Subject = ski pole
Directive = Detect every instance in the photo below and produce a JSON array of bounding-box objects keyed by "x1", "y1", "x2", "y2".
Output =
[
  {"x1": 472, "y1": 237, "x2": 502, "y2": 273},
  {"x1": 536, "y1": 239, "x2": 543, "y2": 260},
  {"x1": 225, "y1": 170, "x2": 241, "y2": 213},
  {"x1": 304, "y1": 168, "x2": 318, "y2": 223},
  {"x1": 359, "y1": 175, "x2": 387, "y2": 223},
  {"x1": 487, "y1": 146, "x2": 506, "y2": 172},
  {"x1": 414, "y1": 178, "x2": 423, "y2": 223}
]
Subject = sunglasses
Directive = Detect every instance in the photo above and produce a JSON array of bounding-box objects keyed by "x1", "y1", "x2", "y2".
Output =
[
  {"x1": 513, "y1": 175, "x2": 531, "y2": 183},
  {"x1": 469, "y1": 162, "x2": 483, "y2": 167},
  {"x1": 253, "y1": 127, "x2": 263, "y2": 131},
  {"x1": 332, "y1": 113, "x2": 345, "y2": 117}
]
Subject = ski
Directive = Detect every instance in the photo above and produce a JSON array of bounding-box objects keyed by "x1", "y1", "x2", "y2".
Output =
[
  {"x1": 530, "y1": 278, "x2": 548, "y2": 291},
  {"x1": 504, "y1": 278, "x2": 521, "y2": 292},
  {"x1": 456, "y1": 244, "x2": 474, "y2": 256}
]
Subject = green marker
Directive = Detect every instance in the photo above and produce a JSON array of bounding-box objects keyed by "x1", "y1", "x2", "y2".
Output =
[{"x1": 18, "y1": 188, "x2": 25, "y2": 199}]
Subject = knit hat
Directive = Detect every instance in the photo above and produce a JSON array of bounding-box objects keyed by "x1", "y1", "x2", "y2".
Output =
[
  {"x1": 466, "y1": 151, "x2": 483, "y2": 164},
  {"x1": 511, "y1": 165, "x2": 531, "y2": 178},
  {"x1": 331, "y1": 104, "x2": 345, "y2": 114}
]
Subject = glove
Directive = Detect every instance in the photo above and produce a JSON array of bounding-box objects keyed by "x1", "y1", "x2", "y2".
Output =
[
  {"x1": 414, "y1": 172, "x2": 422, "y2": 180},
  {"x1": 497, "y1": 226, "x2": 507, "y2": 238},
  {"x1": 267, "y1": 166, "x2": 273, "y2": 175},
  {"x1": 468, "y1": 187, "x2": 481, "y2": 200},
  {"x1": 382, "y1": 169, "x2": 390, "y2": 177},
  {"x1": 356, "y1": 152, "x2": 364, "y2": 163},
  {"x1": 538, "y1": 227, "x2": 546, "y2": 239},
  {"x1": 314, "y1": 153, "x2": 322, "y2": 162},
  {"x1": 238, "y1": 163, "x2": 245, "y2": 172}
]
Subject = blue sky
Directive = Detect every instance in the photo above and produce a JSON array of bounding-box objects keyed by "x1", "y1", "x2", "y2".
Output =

━━━━━━━━━━

- _EXERCISE REQUIREMENTS_: The data must be retyped in full, exactly as it reads.

- _EXERCISE RESULT_:
Subject = ski pole
Directive = Detect every instance in the photo below and produce a JSON array of bounding-box objects keyed by "x1", "y1", "x2", "y2".
Output =
[
  {"x1": 472, "y1": 237, "x2": 502, "y2": 273},
  {"x1": 536, "y1": 239, "x2": 543, "y2": 260},
  {"x1": 225, "y1": 170, "x2": 241, "y2": 213},
  {"x1": 304, "y1": 168, "x2": 318, "y2": 223},
  {"x1": 359, "y1": 175, "x2": 387, "y2": 223},
  {"x1": 487, "y1": 146, "x2": 506, "y2": 172},
  {"x1": 414, "y1": 178, "x2": 423, "y2": 223}
]
Subject = sunglasses
Directive = Detect every instance in the photo above and produce a JSON array of bounding-box objects keyed by "x1", "y1", "x2", "y2".
Output =
[
  {"x1": 513, "y1": 175, "x2": 531, "y2": 183},
  {"x1": 469, "y1": 162, "x2": 483, "y2": 167},
  {"x1": 253, "y1": 127, "x2": 263, "y2": 131},
  {"x1": 332, "y1": 113, "x2": 345, "y2": 117}
]
Subject = ski
Directive = Detect every instance in the photo above and produce a JSON array of bounding-box objects keyed by "x1", "y1", "x2", "y2".
Output =
[
  {"x1": 530, "y1": 278, "x2": 548, "y2": 291},
  {"x1": 504, "y1": 278, "x2": 521, "y2": 292},
  {"x1": 456, "y1": 244, "x2": 474, "y2": 256}
]
Subject = green marker
Directive = Detect every instance in the photo above and produce a JSON array of bounding-box objects keyed by "x1", "y1", "x2", "y2".
Output =
[{"x1": 18, "y1": 188, "x2": 25, "y2": 199}]
Subject = knit hat
Directive = Detect every instance in the photo above and produce a JSON array of bounding-box objects keyed by "x1", "y1", "x2", "y2".
Output =
[
  {"x1": 466, "y1": 151, "x2": 483, "y2": 164},
  {"x1": 511, "y1": 165, "x2": 531, "y2": 178},
  {"x1": 331, "y1": 104, "x2": 345, "y2": 114}
]
Subject = glove
Directive = Detect every instance in the photo above and produce a JSON array of bounding-box objects keyed by "x1", "y1", "x2", "y2".
Output =
[
  {"x1": 414, "y1": 172, "x2": 422, "y2": 180},
  {"x1": 497, "y1": 226, "x2": 507, "y2": 238},
  {"x1": 267, "y1": 166, "x2": 273, "y2": 175},
  {"x1": 468, "y1": 187, "x2": 481, "y2": 200},
  {"x1": 382, "y1": 169, "x2": 390, "y2": 177},
  {"x1": 356, "y1": 152, "x2": 364, "y2": 163},
  {"x1": 538, "y1": 227, "x2": 546, "y2": 239},
  {"x1": 314, "y1": 153, "x2": 322, "y2": 162},
  {"x1": 238, "y1": 163, "x2": 245, "y2": 172}
]
Subject = blue sky
Directive = Detect every instance in the photo above and produce a JSON array of bounding-box objects keyed by "x1", "y1", "x2", "y2".
Output =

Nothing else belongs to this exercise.